» **Text zur Analyse**
Osterpaket „Beschleunigung des naturverträglichen Ausbaus der Windenergie an Land“

Das am 4. April 2022 von BMUV und BMWK als Osterpaket vorgelegte Papier lässt ein gleichberechtigtes Bemühen zur Lösung der Biodiversitätskrise und der Klimakrise nicht erkennen. Der Klimakrise wird mit der verstärkten Nutzung der Windkraft gegenüber dem mindestens gleichberechtigten Anspruch des Erhalts der Biodiversität Vorrang eingeräumt. Aus wissenschaftlicher Sicht hat die „Biologische Vielfalt“ oder in Kurzform „Biodiversität“ keinen geringeren Stellenwert als die Problematik „Klimawandel“. Mit Biodiversität sind neben Artenvielfalt auch Vielfalt von Lebensräumen und genetische Vielfalt gemeint. Biodiversität benötigt also intakte Ökosysteme.

Im Papier heißt es: „Wir lösen den Zielkonflikt zwischen Energiewende und Artenschutz auf.“ Die wichtige Frage, wie dies geschehen soll, wird nicht detailliert und nachvollziehbar beantwortet.

» **Aufgabe 1**
Nennen Sie alle Bestandteile, die laut dem Text zum Osterpaket mit dem Begriff Biodiversität gemeint sind.
» **Aufgabe 2**
Führen Sie den Text zum Osterpaket im gleichen Stil fort, beginnend nach seinem letzten Satz.
Das Material spielt hierfür keine Rolle.

Gespeicherte Einträge
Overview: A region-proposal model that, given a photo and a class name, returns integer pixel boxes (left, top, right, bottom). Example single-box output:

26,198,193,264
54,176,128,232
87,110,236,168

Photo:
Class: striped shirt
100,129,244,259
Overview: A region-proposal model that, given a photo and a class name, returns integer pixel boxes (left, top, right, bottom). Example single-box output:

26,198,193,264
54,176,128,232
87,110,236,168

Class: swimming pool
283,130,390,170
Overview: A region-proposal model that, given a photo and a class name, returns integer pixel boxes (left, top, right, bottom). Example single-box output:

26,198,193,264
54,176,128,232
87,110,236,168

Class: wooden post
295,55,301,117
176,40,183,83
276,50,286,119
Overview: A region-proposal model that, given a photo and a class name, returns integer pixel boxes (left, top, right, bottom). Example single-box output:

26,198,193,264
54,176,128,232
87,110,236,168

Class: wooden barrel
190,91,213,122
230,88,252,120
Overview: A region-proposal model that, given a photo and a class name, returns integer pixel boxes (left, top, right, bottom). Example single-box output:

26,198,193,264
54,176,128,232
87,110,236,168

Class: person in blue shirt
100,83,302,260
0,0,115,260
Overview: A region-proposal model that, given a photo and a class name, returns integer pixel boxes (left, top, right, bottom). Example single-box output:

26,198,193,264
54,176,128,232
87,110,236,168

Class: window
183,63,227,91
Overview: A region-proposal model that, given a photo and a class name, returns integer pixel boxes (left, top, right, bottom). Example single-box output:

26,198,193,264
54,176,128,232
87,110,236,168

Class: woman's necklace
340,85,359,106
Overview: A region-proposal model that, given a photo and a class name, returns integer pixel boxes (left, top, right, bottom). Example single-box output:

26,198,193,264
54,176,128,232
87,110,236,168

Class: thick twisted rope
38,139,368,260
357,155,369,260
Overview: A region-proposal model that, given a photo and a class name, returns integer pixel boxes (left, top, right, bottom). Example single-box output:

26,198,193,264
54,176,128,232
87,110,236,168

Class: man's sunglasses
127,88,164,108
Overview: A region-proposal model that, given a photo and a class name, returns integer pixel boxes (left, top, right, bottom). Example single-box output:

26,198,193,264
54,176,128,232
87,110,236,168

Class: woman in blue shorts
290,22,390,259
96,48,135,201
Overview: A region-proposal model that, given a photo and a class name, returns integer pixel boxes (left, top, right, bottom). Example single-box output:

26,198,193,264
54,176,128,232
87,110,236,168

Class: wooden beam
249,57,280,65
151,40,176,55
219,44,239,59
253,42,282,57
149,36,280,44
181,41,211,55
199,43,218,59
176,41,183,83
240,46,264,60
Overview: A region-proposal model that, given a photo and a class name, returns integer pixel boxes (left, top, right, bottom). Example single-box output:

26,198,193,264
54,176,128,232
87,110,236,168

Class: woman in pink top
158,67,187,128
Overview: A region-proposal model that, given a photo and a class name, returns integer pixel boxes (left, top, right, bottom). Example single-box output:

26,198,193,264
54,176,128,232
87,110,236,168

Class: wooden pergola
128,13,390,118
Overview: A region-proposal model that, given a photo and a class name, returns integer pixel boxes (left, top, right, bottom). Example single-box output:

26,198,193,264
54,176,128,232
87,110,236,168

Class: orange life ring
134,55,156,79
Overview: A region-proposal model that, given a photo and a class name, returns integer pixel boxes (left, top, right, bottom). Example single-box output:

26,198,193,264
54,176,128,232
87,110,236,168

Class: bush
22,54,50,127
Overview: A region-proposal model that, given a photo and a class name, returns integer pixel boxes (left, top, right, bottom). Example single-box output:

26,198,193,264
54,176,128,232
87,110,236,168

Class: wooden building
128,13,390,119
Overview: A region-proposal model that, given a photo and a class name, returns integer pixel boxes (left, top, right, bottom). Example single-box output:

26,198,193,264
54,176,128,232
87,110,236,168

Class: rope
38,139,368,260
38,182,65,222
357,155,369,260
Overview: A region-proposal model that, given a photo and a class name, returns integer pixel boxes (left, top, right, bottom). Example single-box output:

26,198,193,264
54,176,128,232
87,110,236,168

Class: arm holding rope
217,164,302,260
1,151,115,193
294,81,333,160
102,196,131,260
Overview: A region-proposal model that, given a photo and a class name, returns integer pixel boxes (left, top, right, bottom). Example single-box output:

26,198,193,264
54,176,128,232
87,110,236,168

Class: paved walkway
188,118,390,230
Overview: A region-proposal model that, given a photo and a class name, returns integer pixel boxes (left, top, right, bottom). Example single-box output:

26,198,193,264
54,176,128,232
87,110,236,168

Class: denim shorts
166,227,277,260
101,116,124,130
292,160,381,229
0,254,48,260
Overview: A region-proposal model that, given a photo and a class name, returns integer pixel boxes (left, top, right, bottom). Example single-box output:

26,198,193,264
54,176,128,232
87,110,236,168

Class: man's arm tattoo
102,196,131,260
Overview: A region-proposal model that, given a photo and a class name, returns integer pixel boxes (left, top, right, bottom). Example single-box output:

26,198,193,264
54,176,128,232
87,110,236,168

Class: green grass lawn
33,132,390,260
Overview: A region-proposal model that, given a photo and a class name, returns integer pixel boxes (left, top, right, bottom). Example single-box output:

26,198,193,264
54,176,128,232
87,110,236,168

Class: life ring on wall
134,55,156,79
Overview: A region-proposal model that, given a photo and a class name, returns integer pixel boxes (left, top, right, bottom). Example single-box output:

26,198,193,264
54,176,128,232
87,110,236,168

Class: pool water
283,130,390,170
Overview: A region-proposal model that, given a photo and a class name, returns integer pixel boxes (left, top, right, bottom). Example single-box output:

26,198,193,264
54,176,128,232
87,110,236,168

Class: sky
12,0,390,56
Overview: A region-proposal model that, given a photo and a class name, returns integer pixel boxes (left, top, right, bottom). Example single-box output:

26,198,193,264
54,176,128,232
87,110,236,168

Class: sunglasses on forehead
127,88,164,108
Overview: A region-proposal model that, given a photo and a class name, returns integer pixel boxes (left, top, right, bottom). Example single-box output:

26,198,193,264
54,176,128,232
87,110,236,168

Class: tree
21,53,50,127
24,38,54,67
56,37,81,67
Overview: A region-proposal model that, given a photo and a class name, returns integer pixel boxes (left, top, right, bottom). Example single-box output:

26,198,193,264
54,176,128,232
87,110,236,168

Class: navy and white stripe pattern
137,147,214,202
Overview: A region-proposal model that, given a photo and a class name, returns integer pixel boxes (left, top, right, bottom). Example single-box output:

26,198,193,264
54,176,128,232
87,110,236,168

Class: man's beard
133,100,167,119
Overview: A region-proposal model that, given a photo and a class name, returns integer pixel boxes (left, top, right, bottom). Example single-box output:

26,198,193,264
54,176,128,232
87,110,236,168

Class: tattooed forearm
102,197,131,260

» **Erwartete Lösung 1**
Artenvielfalt, Vielfalt von Lebensräumen, genetische Vielfalt

» **Erwartete Lösung 2**
Es steht außer Zweifel, dass wir in einer Klimakrise stecken. Ebenso stecken wir in einer Biodiversitätskrise, die gleichberechtigt und zeitgleich mit dem Klimaproblem gelöst werden muss.

Unseren nationalen Natur- und Artenschutz ergänzt eine „Internationale Konvention über Biologische Vielfalt“, die die Vereinten Nationen 1992 beschlossen haben. Sie ist völkerrechtlich durch die Ratifizierung (auch Deutschlands) verbindlich geworden. Die EU hat nun eine „Biodiversitätsstrategie 2030“ auf den Weg gebracht, die auch für unser Land verbindlich ist. Die hart errungenen Festlegungen dieser internationalen Vereinbarungen dürfen nicht wieder „aufgeweicht“ werden.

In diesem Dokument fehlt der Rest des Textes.